> _WHAT THE EXERCISE ASKS_
Rewrite the data as a Markdown table with the columns Row and Data line, giving each line its own numbered row and leaving out any blank lines. Begin at the first line of the data and stop after the line that contains "column 656, row 433".

--------------------------------------------------

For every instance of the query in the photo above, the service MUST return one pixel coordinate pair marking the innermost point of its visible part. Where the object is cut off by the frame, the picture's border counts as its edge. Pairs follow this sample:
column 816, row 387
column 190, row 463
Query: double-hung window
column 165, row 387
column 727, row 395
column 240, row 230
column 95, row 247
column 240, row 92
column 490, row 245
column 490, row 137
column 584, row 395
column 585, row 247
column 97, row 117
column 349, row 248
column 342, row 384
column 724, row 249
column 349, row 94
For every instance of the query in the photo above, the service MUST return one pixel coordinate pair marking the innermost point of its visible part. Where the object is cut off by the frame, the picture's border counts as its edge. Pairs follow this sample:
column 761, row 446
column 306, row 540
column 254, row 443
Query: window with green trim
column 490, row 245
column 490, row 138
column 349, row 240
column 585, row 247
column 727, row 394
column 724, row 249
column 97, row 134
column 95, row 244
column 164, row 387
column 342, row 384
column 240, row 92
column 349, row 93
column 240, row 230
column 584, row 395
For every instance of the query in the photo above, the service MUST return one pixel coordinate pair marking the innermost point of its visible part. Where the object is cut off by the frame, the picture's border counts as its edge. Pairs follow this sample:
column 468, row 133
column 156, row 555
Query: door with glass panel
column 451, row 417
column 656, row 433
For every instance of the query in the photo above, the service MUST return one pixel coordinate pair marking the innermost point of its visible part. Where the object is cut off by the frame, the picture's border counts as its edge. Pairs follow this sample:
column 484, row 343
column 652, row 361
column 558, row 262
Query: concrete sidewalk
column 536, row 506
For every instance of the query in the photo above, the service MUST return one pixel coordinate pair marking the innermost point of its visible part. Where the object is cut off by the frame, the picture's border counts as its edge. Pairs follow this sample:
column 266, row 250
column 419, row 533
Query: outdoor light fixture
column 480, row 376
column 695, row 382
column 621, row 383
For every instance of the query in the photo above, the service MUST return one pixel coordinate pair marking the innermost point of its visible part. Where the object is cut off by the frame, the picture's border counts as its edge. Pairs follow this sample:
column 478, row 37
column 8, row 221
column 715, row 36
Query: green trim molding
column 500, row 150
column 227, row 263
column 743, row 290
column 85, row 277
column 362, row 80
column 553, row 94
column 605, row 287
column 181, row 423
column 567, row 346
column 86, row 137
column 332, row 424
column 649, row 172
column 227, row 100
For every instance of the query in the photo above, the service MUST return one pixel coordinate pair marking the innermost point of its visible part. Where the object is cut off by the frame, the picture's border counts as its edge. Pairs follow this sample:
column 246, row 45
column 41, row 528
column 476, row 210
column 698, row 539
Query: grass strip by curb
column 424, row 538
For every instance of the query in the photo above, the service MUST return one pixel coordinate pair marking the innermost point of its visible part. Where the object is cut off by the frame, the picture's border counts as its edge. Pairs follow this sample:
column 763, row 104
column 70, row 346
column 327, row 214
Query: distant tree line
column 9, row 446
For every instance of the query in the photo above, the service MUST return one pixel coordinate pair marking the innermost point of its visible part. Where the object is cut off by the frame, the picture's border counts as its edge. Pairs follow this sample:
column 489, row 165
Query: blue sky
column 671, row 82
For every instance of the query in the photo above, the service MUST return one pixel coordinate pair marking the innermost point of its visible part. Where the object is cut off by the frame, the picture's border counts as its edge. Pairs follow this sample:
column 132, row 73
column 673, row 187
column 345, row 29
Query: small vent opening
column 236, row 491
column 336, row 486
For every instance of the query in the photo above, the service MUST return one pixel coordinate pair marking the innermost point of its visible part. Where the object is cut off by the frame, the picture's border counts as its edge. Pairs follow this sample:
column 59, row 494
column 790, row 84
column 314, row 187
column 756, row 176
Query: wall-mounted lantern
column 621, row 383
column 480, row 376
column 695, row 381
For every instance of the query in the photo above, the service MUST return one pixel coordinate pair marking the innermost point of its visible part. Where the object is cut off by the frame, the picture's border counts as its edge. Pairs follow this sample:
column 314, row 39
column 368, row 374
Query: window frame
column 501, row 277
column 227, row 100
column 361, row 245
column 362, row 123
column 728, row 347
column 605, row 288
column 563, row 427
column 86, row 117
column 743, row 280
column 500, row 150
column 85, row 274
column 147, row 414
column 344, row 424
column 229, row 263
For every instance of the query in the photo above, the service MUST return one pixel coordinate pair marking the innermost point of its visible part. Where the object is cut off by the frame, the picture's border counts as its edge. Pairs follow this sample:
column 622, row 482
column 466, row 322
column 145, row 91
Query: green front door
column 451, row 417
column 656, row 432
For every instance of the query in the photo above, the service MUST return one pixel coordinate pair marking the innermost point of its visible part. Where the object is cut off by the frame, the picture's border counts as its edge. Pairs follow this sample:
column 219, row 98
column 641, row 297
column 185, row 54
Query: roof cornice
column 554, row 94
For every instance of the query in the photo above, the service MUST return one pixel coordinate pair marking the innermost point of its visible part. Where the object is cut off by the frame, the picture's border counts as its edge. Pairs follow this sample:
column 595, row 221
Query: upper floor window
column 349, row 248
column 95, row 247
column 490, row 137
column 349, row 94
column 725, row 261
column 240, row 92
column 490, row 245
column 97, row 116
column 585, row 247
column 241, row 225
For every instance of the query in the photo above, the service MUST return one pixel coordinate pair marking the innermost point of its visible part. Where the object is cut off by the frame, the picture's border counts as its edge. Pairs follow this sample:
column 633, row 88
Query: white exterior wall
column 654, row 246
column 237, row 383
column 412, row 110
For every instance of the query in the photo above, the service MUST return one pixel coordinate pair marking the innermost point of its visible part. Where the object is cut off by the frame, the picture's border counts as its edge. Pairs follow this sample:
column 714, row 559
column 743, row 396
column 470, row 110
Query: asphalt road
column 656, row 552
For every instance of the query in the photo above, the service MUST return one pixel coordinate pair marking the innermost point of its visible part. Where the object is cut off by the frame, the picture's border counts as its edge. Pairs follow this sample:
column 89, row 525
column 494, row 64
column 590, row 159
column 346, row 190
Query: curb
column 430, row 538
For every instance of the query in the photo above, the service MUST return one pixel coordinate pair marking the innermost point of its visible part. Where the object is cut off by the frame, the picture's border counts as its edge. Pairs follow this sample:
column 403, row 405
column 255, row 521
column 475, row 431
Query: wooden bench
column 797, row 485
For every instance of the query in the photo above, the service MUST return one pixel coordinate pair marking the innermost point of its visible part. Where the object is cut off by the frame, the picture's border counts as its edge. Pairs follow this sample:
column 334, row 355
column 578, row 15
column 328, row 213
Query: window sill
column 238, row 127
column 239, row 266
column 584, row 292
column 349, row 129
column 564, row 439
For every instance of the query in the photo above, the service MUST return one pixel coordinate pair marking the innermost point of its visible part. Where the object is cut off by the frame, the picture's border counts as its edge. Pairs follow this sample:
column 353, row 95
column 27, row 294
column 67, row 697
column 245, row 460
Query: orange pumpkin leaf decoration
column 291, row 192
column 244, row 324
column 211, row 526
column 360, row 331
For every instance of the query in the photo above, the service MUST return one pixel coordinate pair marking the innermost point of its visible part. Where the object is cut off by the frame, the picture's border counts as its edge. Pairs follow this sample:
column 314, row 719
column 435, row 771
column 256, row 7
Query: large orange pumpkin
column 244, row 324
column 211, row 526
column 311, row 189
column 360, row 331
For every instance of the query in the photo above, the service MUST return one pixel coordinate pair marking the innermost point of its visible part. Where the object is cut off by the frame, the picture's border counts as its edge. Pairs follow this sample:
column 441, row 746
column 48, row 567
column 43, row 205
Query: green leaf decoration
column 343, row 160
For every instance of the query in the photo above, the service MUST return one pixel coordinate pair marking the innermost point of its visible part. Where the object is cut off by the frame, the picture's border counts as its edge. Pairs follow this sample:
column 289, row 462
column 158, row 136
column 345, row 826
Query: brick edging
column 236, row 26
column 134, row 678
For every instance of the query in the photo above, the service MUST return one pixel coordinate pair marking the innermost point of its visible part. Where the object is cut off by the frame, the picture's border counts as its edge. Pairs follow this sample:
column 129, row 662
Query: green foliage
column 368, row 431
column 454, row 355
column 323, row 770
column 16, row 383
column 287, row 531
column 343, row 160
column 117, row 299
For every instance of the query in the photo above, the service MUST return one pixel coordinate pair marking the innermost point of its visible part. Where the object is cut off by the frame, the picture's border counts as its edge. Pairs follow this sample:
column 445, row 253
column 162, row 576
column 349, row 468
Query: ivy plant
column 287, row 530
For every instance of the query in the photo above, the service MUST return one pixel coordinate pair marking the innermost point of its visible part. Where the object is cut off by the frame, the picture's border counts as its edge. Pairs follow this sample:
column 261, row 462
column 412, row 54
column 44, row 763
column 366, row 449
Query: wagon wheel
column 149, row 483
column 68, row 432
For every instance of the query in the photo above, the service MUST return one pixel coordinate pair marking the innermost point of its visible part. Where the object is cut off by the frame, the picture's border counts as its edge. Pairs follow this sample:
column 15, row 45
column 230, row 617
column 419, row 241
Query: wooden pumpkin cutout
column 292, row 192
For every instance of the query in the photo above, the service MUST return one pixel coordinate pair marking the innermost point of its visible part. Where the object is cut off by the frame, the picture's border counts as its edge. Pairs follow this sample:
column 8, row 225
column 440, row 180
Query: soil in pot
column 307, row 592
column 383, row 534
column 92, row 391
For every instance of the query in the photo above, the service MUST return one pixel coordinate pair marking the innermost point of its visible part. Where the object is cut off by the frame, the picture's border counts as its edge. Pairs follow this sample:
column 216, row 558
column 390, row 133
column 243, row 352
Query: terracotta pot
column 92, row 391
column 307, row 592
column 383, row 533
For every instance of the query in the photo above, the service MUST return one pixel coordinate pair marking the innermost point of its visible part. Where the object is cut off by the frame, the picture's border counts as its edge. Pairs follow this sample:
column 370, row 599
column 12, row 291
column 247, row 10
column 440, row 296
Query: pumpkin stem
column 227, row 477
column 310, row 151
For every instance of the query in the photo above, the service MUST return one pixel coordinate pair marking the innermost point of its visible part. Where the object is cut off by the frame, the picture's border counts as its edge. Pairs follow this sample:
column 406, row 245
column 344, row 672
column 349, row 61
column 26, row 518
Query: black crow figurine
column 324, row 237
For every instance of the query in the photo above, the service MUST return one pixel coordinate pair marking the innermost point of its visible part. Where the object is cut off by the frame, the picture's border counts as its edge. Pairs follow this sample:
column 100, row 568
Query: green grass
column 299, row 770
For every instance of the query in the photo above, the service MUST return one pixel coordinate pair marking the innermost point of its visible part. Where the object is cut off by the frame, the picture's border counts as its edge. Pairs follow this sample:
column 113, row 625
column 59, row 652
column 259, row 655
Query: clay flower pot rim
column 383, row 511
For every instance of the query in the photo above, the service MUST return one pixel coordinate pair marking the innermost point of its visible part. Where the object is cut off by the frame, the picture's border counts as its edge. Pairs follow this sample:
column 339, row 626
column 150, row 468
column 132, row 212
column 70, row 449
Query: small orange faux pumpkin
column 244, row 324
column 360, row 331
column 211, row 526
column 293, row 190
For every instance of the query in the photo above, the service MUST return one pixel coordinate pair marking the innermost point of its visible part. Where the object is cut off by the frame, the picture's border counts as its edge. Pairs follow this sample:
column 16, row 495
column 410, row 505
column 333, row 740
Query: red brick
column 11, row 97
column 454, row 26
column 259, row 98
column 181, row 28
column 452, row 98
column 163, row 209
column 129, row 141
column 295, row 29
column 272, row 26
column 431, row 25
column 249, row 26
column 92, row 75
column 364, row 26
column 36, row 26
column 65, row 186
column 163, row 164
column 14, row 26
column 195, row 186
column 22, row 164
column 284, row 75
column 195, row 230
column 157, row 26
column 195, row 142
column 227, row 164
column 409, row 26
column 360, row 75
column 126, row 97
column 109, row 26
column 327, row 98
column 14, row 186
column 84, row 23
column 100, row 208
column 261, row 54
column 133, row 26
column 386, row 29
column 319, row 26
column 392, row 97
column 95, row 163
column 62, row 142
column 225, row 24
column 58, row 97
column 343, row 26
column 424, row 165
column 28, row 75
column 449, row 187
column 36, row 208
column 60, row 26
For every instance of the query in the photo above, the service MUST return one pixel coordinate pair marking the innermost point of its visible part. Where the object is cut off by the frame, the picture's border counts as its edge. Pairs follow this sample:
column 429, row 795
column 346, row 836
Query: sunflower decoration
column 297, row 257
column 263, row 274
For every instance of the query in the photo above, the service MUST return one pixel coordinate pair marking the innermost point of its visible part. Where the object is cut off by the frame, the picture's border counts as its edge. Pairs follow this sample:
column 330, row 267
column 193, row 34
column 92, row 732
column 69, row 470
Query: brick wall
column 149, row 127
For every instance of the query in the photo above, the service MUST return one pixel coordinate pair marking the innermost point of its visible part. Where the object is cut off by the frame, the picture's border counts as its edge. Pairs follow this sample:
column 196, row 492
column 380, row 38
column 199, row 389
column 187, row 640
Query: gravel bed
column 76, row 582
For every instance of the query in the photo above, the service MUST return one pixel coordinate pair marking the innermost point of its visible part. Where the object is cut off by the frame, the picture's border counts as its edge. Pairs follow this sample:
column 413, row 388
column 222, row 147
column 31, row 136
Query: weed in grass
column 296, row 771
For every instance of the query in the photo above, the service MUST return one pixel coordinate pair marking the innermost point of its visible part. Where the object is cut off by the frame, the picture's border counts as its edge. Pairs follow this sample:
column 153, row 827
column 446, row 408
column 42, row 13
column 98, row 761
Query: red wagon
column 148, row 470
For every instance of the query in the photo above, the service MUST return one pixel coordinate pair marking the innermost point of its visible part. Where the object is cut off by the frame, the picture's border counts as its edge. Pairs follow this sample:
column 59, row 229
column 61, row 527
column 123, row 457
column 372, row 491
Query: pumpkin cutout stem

--------------------------------------------------

> _FULL RESPONSE_
| Row | Data line |
|---|---|
| 1 | For every instance of the query in the photo above, the service MUST return one pixel coordinate pair marking the innermost point of its visible part. Where the object is cut off by the frame, the picture's border counts as its edge. Pairs follow this sample: |
| 2 | column 816, row 387 |
| 3 | column 190, row 463 |
| 4 | Query: double-hung window |
| 5 | column 165, row 387 |
| 6 | column 727, row 395 |
| 7 | column 240, row 230 |
| 8 | column 95, row 247 |
| 9 | column 240, row 92 |
| 10 | column 490, row 245 |
| 11 | column 490, row 137 |
| 12 | column 584, row 395 |
| 13 | column 585, row 247 |
| 14 | column 97, row 117 |
| 15 | column 349, row 248 |
| 16 | column 342, row 384 |
| 17 | column 724, row 249 |
| 18 | column 349, row 94 |
| 19 | For every instance of the query in the photo above, the service MUST return one pixel coordinate pair marking the innermost point of its visible part. Where the object is cut off by the frame, the picture's border counts as its edge. Pairs follow this sample: |
| 20 | column 761, row 446 |
| 21 | column 306, row 540 |
| 22 | column 254, row 443 |
| 23 | Query: window with green trim |
| 24 | column 490, row 245 |
| 25 | column 490, row 138 |
| 26 | column 349, row 240 |
| 27 | column 585, row 247 |
| 28 | column 727, row 394 |
| 29 | column 724, row 249 |
| 30 | column 97, row 134 |
| 31 | column 95, row 244 |
| 32 | column 164, row 387 |
| 33 | column 342, row 384 |
| 34 | column 240, row 92 |
| 35 | column 349, row 93 |
| 36 | column 240, row 230 |
| 37 | column 584, row 395 |
| 38 | For every instance of the query in the photo above, the service MUST return one pixel coordinate pair marking the innermost point of its visible part. Where the object is cut off by the frame, the picture's border counts as its edge. Pairs follow this sample: |
| 39 | column 468, row 133 |
| 40 | column 156, row 555 |
| 41 | Query: door with glass panel |
| 42 | column 451, row 417 |
| 43 | column 656, row 433 |